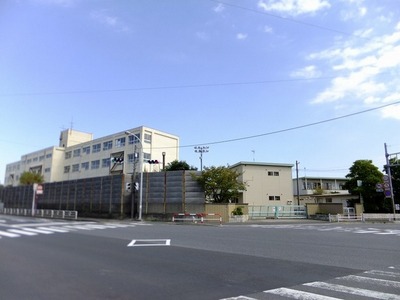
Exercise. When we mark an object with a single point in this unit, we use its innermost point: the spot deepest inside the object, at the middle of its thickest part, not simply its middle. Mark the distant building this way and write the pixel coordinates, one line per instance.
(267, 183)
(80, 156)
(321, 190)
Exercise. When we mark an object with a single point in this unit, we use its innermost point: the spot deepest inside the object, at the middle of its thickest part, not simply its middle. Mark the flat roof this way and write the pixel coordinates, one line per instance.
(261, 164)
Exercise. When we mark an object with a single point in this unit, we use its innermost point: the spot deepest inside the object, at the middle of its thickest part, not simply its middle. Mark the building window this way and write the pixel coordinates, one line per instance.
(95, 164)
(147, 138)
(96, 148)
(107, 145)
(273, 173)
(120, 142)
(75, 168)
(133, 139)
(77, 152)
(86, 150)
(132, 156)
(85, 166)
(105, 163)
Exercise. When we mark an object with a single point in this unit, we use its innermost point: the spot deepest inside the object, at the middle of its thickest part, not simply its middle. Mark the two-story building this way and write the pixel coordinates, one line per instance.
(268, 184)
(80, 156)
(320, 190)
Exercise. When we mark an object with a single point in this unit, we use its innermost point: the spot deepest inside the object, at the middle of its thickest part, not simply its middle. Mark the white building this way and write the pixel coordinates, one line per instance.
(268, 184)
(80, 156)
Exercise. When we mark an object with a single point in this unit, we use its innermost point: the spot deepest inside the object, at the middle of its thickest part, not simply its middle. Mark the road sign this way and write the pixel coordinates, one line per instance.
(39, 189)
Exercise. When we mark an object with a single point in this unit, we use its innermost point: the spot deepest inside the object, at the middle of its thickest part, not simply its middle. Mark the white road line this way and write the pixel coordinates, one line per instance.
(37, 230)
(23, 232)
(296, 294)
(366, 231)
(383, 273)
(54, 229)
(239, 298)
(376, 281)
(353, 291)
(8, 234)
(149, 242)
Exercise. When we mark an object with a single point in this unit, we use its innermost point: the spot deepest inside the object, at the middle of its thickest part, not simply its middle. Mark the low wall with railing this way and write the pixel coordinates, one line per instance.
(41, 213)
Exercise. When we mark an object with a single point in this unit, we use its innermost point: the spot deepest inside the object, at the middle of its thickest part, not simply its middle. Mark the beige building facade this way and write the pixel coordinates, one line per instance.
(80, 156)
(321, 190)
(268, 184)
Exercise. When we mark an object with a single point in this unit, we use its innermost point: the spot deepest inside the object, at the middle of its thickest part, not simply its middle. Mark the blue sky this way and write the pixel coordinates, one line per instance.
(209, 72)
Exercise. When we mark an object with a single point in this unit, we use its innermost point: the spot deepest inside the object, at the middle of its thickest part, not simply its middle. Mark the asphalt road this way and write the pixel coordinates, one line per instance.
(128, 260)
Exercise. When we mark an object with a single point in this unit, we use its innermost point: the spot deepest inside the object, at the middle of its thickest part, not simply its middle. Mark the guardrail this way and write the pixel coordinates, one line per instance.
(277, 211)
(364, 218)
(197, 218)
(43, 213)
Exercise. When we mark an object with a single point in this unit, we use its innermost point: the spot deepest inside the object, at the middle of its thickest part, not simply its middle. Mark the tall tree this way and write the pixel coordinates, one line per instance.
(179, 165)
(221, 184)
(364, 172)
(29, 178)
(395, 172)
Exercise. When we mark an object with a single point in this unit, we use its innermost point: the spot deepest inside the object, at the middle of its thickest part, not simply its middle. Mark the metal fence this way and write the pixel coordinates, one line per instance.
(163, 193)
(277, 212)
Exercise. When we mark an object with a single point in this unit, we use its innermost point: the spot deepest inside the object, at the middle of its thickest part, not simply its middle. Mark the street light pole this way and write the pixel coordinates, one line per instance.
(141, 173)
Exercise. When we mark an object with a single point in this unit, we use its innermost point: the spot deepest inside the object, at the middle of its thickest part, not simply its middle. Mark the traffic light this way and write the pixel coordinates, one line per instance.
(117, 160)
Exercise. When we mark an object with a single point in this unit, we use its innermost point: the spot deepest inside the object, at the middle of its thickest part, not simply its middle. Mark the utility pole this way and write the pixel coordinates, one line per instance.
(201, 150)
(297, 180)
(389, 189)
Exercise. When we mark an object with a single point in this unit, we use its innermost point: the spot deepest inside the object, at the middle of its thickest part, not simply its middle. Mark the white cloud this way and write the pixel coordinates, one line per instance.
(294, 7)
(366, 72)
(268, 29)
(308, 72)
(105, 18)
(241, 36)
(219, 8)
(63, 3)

The exercise
Take the line with "Mark the street" and all lines after it through the end of the records, and write them out exactly; include nothing else.

Full output
Exercise. When we mark an object with a single point in this unit, we use its innermost point: the spot deepest inside the object, at the middle of its thickest part, not simply its middle. Mark the street light pole this way and write the pixel coordinates, one line per instance.
(141, 173)
Exercise. When we mark an object with a single point in this unit, we use its innermost point: the spot deepest inside the object, at the middle of its thickest part, not simply its middle. Mark the traffic light this way and write the pixel coordinates, one line per instance.
(117, 160)
Exercise. When we mark an object with a single point in this unit, we use its innermost point: the spot deepest inside the object, at the middle of its thickest part, not simply its middle. Mark the utility pole this way and write the pixel coordinates, one line per instance.
(201, 150)
(297, 180)
(389, 189)
Exercise. When we mark an object with a single point in this unit, we use its innermost point: the spot deepest inside the object, at the middle of its thickest part, not simply its middle. Mark the white cloud this way and write the pixel coordinates, one line per instance.
(294, 7)
(366, 72)
(268, 29)
(308, 72)
(105, 18)
(241, 36)
(219, 8)
(63, 3)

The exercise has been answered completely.